(Stored records)
--------------------

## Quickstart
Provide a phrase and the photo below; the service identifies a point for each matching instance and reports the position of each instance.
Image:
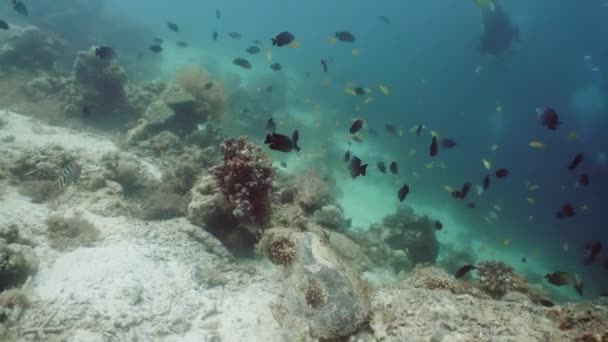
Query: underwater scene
(303, 171)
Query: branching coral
(245, 178)
(207, 92)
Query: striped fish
(69, 175)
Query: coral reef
(245, 178)
(71, 232)
(208, 92)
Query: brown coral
(245, 178)
(207, 92)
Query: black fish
(549, 118)
(578, 159)
(566, 211)
(279, 142)
(105, 52)
(501, 173)
(242, 62)
(253, 50)
(356, 126)
(156, 48)
(271, 126)
(20, 8)
(438, 225)
(384, 19)
(345, 36)
(464, 270)
(434, 148)
(282, 39)
(394, 168)
(381, 167)
(324, 64)
(558, 278)
(173, 26)
(486, 182)
(391, 129)
(402, 194)
(583, 179)
(357, 168)
(447, 143)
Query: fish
(394, 168)
(105, 52)
(438, 225)
(347, 156)
(324, 65)
(391, 129)
(566, 211)
(433, 149)
(403, 192)
(20, 8)
(558, 278)
(357, 168)
(384, 89)
(384, 19)
(345, 36)
(253, 50)
(155, 48)
(356, 126)
(548, 118)
(501, 173)
(447, 143)
(583, 179)
(578, 159)
(536, 144)
(593, 249)
(173, 26)
(486, 182)
(242, 62)
(282, 39)
(381, 167)
(271, 126)
(464, 270)
(69, 175)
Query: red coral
(245, 178)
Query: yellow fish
(573, 136)
(486, 163)
(384, 89)
(536, 144)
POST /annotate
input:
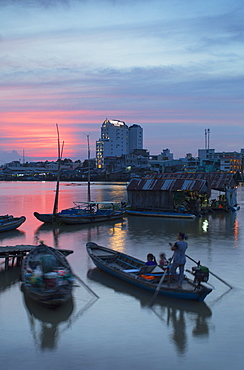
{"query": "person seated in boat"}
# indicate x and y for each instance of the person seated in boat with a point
(179, 258)
(163, 261)
(149, 265)
(151, 260)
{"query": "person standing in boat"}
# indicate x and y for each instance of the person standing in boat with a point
(179, 258)
(151, 260)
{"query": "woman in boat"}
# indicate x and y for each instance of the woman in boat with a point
(179, 258)
(151, 260)
(163, 261)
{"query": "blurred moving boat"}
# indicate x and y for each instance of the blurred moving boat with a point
(8, 222)
(47, 276)
(134, 271)
(90, 212)
(161, 214)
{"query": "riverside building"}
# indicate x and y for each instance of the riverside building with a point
(117, 139)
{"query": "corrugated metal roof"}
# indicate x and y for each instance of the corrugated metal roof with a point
(172, 184)
(194, 181)
(215, 180)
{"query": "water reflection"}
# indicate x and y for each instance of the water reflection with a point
(46, 323)
(182, 317)
(13, 234)
(9, 277)
(112, 228)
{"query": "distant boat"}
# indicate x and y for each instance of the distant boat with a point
(129, 269)
(47, 276)
(161, 214)
(8, 223)
(90, 212)
(50, 217)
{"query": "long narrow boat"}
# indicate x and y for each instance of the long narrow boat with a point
(130, 269)
(49, 218)
(164, 214)
(47, 276)
(11, 223)
(90, 212)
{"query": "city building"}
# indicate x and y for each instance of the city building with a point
(117, 139)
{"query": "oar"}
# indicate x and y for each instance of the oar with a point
(198, 263)
(158, 288)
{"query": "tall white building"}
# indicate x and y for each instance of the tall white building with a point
(135, 137)
(117, 139)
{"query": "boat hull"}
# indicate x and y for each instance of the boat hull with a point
(88, 218)
(11, 223)
(50, 292)
(111, 262)
(46, 217)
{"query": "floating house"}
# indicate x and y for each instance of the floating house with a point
(181, 192)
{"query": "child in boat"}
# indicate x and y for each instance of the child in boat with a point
(163, 261)
(151, 260)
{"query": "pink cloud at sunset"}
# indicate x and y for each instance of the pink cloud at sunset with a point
(175, 68)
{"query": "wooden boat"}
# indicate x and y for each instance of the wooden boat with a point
(130, 269)
(50, 217)
(161, 214)
(47, 276)
(8, 223)
(90, 212)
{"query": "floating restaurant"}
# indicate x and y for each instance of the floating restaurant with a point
(183, 192)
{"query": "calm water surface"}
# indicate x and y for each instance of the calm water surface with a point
(118, 330)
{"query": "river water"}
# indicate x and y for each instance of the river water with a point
(118, 330)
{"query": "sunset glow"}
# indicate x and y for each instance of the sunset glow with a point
(173, 67)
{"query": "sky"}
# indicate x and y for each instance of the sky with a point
(175, 67)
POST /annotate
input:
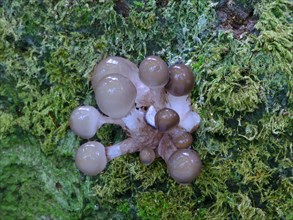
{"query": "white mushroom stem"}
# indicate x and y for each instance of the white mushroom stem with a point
(107, 120)
(189, 120)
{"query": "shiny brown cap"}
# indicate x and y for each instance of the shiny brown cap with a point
(183, 140)
(91, 158)
(153, 72)
(184, 165)
(84, 121)
(115, 95)
(166, 119)
(181, 80)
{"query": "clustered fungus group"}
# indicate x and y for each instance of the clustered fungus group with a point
(152, 104)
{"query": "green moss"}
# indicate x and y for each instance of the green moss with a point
(243, 94)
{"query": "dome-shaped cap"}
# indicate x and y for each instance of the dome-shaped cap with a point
(166, 119)
(153, 72)
(91, 158)
(184, 165)
(84, 121)
(115, 95)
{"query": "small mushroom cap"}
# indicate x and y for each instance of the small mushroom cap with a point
(147, 155)
(91, 158)
(153, 72)
(184, 165)
(183, 140)
(84, 121)
(181, 80)
(115, 95)
(165, 119)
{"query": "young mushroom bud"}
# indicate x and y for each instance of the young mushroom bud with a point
(182, 140)
(112, 64)
(147, 156)
(165, 119)
(184, 165)
(84, 121)
(115, 95)
(91, 158)
(153, 72)
(181, 80)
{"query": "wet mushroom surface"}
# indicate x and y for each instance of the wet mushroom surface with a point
(151, 103)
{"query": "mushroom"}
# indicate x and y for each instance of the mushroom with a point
(182, 140)
(181, 80)
(153, 72)
(165, 119)
(157, 122)
(91, 158)
(184, 165)
(111, 65)
(147, 156)
(84, 121)
(115, 95)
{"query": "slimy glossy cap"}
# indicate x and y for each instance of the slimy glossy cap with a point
(84, 121)
(115, 95)
(91, 158)
(153, 72)
(184, 165)
(166, 119)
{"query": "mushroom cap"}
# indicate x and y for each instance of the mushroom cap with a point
(84, 121)
(153, 72)
(91, 158)
(110, 65)
(165, 119)
(115, 95)
(183, 140)
(184, 165)
(181, 80)
(147, 155)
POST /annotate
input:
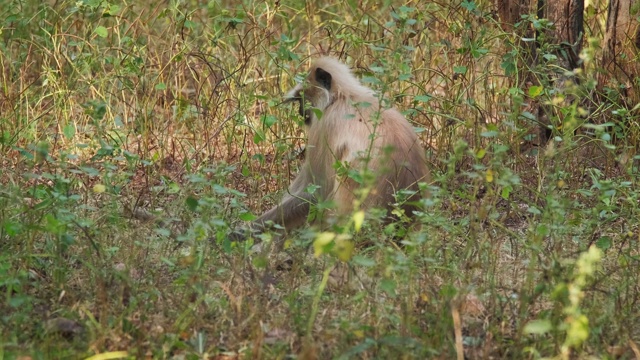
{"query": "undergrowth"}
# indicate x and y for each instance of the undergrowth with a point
(136, 136)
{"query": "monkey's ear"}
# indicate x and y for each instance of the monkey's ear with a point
(293, 94)
(323, 78)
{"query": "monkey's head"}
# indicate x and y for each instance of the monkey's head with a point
(328, 81)
(313, 93)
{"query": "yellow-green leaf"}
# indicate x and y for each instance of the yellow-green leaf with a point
(320, 244)
(358, 219)
(535, 91)
(101, 31)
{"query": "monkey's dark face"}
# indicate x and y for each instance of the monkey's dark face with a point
(313, 93)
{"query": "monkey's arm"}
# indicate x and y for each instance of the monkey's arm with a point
(292, 212)
(294, 208)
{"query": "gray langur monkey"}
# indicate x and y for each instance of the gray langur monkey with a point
(352, 133)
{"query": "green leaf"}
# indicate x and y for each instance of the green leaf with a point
(538, 327)
(192, 203)
(101, 31)
(69, 131)
(535, 91)
(247, 216)
(604, 243)
(460, 69)
(388, 286)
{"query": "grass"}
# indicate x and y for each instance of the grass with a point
(133, 133)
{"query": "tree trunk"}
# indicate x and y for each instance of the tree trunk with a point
(568, 30)
(621, 49)
(565, 34)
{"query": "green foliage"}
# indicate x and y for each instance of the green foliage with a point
(134, 137)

--------------------

### Task instructions
Transcribe every record above exactly as written, leaving out any pictures.

### Exercise answer
## Quickstart
Provide a phrase and the photo below; the service identifies a point for each matching instance and reports the position of each instance.
Image:
Query: underwater scene
(303, 171)
Query: branching coral
(245, 178)
(207, 92)
Query: striped fish
(69, 175)
Query: coral reef
(245, 178)
(71, 232)
(208, 92)
Query: brown coral
(245, 178)
(207, 92)
Query: black fish
(549, 118)
(578, 159)
(566, 211)
(279, 142)
(105, 52)
(501, 173)
(242, 62)
(253, 50)
(356, 126)
(156, 48)
(271, 126)
(20, 8)
(438, 225)
(384, 19)
(345, 36)
(464, 270)
(434, 148)
(282, 39)
(394, 168)
(381, 167)
(324, 64)
(558, 278)
(173, 26)
(486, 182)
(391, 129)
(402, 194)
(583, 179)
(357, 168)
(447, 143)
Query: fish
(394, 168)
(105, 52)
(438, 225)
(347, 156)
(324, 65)
(391, 129)
(566, 211)
(433, 149)
(403, 192)
(20, 8)
(558, 278)
(357, 168)
(384, 89)
(384, 19)
(345, 36)
(253, 50)
(155, 48)
(356, 126)
(548, 118)
(501, 173)
(447, 143)
(583, 179)
(578, 159)
(536, 144)
(593, 249)
(173, 26)
(486, 182)
(242, 62)
(282, 39)
(381, 167)
(271, 126)
(464, 270)
(69, 175)
Query: red coral
(245, 178)
Query: yellow fish
(573, 136)
(486, 163)
(384, 89)
(536, 144)
POST /annotate
input:
{"query": "person seated in boat"}
# indicate x and y for each instance of the person seated in boat with a point
(179, 258)
(163, 261)
(149, 265)
(151, 260)
{"query": "person standing in boat"}
# indicate x and y for each instance of the person standing in boat with a point
(179, 258)
(151, 260)
{"query": "woman in boat"}
# indicate x and y for each instance of the woman in boat with a point
(179, 258)
(151, 260)
(163, 261)
{"query": "blurred moving boat"}
# indicate x and y for each instance of the blurred moving boat with a point
(8, 222)
(47, 276)
(134, 271)
(90, 212)
(161, 214)
{"query": "riverside building"}
# indicate x and y for each instance of the riverside building with a point
(117, 139)
{"query": "corrugated metal roof"}
# indicate x and y for each instance of the corrugated metal roof with a point
(172, 184)
(194, 181)
(215, 180)
{"query": "water reflection"}
# indicate x and y for each instance of the water reflection with a point
(46, 323)
(182, 317)
(13, 234)
(9, 277)
(112, 228)
{"query": "distant boat"}
# indicate x and y for each instance of the distant boat with a point
(129, 269)
(47, 276)
(161, 214)
(8, 223)
(90, 212)
(50, 217)
{"query": "long narrow boat"}
# indicate x and y for each instance of the long narrow boat with a point
(130, 269)
(49, 218)
(164, 214)
(47, 276)
(11, 223)
(90, 212)
{"query": "city building"}
# indicate x and y for each instance of the city building with a point
(117, 139)
{"query": "oar"}
# indicate x and y for each instance of the oar with a point
(198, 263)
(158, 288)
{"query": "tall white building"}
# indicate x and y for each instance of the tall white building with a point
(135, 137)
(117, 139)
{"query": "boat hull"}
# indicate x and y for each instance of the boat hull with a point
(88, 218)
(11, 223)
(50, 292)
(111, 262)
(46, 217)
{"query": "floating house"}
# indicate x and y for each instance of the floating house with a point
(181, 192)
{"query": "child in boat"}
# indicate x and y for each instance of the child in boat with a point
(163, 261)
(151, 260)
{"query": "pink cloud at sunset"}
# indicate x and y for each instance of the pink cloud at sunset with a point
(175, 68)
{"query": "wooden boat"}
# indicate x and y for each instance of the wooden boat with a point
(130, 269)
(50, 217)
(161, 214)
(47, 276)
(8, 223)
(90, 212)
{"query": "floating restaurant"}
# indicate x and y for each instance of the floating restaurant with a point
(183, 192)
{"query": "calm water surface"}
# indicate x and y for each instance of the calm water surface with a point
(118, 330)
{"query": "river water"}
# indicate x and y for each instance of the river water with a point
(118, 330)
{"query": "sunset glow"}
# indicate x and y for each instance of the sunset glow with a point
(173, 67)
{"query": "sky"}
# indicate x and y for each instance of the sky with a point
(175, 67)
POST /annotate
input:
{"query": "white mushroom stem"}
# indicate x and y for each instance of the white mushroom stem with a point
(107, 120)
(189, 120)
{"query": "shiny brown cap"}
# indicate x and y for each instance of the shiny brown cap with a point
(183, 140)
(91, 158)
(153, 72)
(184, 165)
(84, 121)
(115, 95)
(166, 119)
(181, 80)
{"query": "clustered fungus group"}
# indicate x and y for each instance of the clustered fungus group with a point
(152, 104)
{"query": "green moss"}
# indicate x and y for each instance of the green moss with a point
(243, 94)
{"query": "dome-shaped cap"}
# indicate x and y for each instance of the dome-shaped cap with a point
(166, 119)
(153, 72)
(91, 158)
(184, 165)
(84, 121)
(115, 95)
{"query": "small mushroom cap"}
# indicate x and y for each instance of the small mushroom cap with a point
(147, 155)
(91, 158)
(153, 72)
(184, 165)
(183, 140)
(84, 121)
(181, 80)
(115, 95)
(165, 119)
{"query": "young mushroom bud"}
# indicate x and y for each instance of the young mushroom bud with a point
(182, 140)
(112, 64)
(147, 156)
(165, 119)
(184, 165)
(84, 121)
(115, 95)
(91, 158)
(153, 72)
(181, 80)
{"query": "wet mushroom surface"}
# indicate x and y for each instance of the wet mushroom surface with a point
(151, 103)
{"query": "mushroom"}
# indicate x and y for each instance of the mushroom with a point
(182, 140)
(181, 80)
(153, 72)
(165, 119)
(157, 122)
(91, 158)
(184, 165)
(111, 65)
(147, 156)
(84, 121)
(115, 95)
{"query": "slimy glossy cap"}
# indicate x and y for each instance of the slimy glossy cap with a point
(84, 121)
(115, 95)
(91, 158)
(153, 72)
(184, 165)
(166, 119)
{"query": "mushroom cap"}
# indicate x and y for each instance of the mushroom cap with a point
(84, 121)
(153, 72)
(91, 158)
(110, 65)
(165, 119)
(115, 95)
(183, 140)
(184, 165)
(181, 80)
(147, 155)
POST /annotate
input:
{"query": "undergrowth"}
# indicate x and y for each instance of the undergrowth with a point
(136, 136)
{"query": "monkey's ear"}
# indicate x and y for each instance of the monkey's ear with a point
(293, 94)
(323, 78)
{"query": "monkey's head"}
# indicate x and y for each instance of the monkey's head with a point
(328, 81)
(313, 93)
{"query": "yellow-green leaf"}
# indicate x and y for each instance of the yellow-green leaf with a point
(320, 244)
(358, 219)
(535, 91)
(101, 31)
{"query": "monkey's dark face"}
# indicate x and y for each instance of the monkey's dark face with a point
(313, 93)
{"query": "monkey's arm"}
# indicate x and y for each instance of the monkey's arm with a point
(292, 212)
(294, 208)
{"query": "gray langur monkey"}
# indicate x and y for each instance of the gray langur monkey with a point
(352, 133)
{"query": "green leaf"}
# indicate x and y for each instance of the green leaf with a point
(538, 327)
(192, 203)
(101, 31)
(69, 131)
(535, 91)
(247, 216)
(604, 243)
(460, 69)
(388, 286)
{"query": "grass"}
# indicate x and y for each instance of the grass with a point
(133, 133)
{"query": "tree trunk"}
# indicate x and y for each instance of the tree trunk with a point
(568, 30)
(621, 49)
(565, 34)
{"query": "green foliage"}
# indicate x and y for each instance of the green foliage with a point
(134, 137)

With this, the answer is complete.